Return each line of the material verbatim.

Content starts

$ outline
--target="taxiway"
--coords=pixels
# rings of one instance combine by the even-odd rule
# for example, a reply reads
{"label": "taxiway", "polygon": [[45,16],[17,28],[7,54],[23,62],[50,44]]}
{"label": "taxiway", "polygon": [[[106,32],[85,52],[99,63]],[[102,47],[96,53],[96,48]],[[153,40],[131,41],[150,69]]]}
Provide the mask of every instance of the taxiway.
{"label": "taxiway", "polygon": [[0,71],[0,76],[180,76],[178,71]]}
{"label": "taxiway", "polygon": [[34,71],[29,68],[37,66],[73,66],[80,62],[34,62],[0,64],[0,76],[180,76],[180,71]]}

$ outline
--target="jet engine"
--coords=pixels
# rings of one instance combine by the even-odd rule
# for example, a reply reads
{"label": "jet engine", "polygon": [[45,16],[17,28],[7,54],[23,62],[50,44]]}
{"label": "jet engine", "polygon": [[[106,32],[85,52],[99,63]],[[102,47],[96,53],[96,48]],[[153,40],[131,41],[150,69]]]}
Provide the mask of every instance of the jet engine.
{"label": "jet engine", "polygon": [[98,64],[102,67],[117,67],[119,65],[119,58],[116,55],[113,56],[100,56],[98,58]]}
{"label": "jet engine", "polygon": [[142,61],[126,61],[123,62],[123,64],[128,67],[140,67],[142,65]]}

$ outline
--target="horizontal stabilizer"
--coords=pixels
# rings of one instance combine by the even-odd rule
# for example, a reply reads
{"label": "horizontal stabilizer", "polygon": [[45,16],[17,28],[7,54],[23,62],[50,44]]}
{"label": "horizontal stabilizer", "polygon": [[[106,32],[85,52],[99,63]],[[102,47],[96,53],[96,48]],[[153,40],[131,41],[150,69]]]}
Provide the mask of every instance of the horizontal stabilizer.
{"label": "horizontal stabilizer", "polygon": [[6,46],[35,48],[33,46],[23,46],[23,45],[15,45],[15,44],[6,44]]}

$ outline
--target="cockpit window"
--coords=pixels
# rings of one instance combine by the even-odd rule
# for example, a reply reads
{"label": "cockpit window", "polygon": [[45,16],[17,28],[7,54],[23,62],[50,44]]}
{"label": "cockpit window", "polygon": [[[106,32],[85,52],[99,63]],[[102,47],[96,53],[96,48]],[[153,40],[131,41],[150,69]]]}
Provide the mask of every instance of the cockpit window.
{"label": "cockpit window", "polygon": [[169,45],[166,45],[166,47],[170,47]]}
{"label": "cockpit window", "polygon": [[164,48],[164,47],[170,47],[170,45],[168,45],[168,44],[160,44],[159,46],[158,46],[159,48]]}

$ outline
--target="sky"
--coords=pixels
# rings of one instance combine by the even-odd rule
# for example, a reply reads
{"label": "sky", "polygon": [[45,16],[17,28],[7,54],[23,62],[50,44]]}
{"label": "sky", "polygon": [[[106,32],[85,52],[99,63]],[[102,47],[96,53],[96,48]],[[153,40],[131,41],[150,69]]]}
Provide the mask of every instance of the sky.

Content ends

■ Result for this exercise:
$ outline
--target="taxiway"
--coords=pixels
# rings of one instance combine by the even-odd rule
# for example, a reply reads
{"label": "taxiway", "polygon": [[45,16],[17,28],[7,54],[23,62],[50,44]]}
{"label": "taxiway", "polygon": [[[106,32],[85,52],[99,63]],[[102,47],[96,53],[96,48]],[[153,40],[131,41],[150,69]]]}
Provide the mask of every instance of the taxiway.
{"label": "taxiway", "polygon": [[0,71],[0,76],[180,76],[178,71]]}
{"label": "taxiway", "polygon": [[34,71],[29,68],[37,66],[73,66],[80,62],[34,62],[0,64],[0,76],[180,76],[180,71]]}

$ outline
--target="jet engine"
--coords=pixels
# rings of one instance combine by the even-odd rule
# for example, a reply reads
{"label": "jet engine", "polygon": [[45,16],[17,28],[7,54],[23,62],[50,44]]}
{"label": "jet engine", "polygon": [[[106,32],[85,52],[99,63]],[[102,47],[96,53],[96,48]],[[153,40],[131,41],[150,69]]]}
Provide the mask of every instance of the jet engine.
{"label": "jet engine", "polygon": [[98,64],[102,67],[117,67],[119,65],[119,58],[116,55],[113,56],[100,56],[98,58]]}
{"label": "jet engine", "polygon": [[142,61],[126,61],[123,62],[123,64],[128,67],[140,67],[142,65]]}

$ outline
--target="horizontal stabilizer"
--coords=pixels
# rings of one instance combine by the even-odd rule
# for example, a reply reads
{"label": "horizontal stabilizer", "polygon": [[45,16],[17,28],[7,54],[23,62],[50,44]]}
{"label": "horizontal stabilizer", "polygon": [[[106,32],[85,52],[99,63]],[[102,47],[96,53],[96,48]],[[153,40],[131,41],[150,69]]]}
Provide the mask of every instance of the horizontal stabilizer.
{"label": "horizontal stabilizer", "polygon": [[6,46],[35,48],[33,46],[23,46],[23,45],[15,45],[15,44],[6,44]]}

$ outline
--target="cockpit window"
--coords=pixels
# rings of one instance combine by the even-odd rule
# for example, a reply reads
{"label": "cockpit window", "polygon": [[45,16],[17,28],[7,54],[23,62],[50,44]]}
{"label": "cockpit window", "polygon": [[[106,32],[85,52],[99,63]],[[102,47],[96,53],[96,48]],[[153,40],[131,41],[150,69]]]}
Provide the mask of every instance of the cockpit window.
{"label": "cockpit window", "polygon": [[169,45],[166,45],[166,47],[170,47]]}
{"label": "cockpit window", "polygon": [[164,48],[164,47],[170,47],[170,45],[168,45],[168,44],[160,44],[159,46],[158,46],[159,48]]}

$ outline
--target="sky"
--coords=pixels
# rings of one instance combine by the even-odd rule
# for example, a reply reads
{"label": "sky", "polygon": [[45,16],[17,28],[7,54],[23,62],[50,44]]}
{"label": "sky", "polygon": [[[106,32],[85,52],[99,63]],[[102,47],[96,53],[96,48]],[[153,40],[131,41],[150,69]]]}
Provide the mask of every instance of the sky.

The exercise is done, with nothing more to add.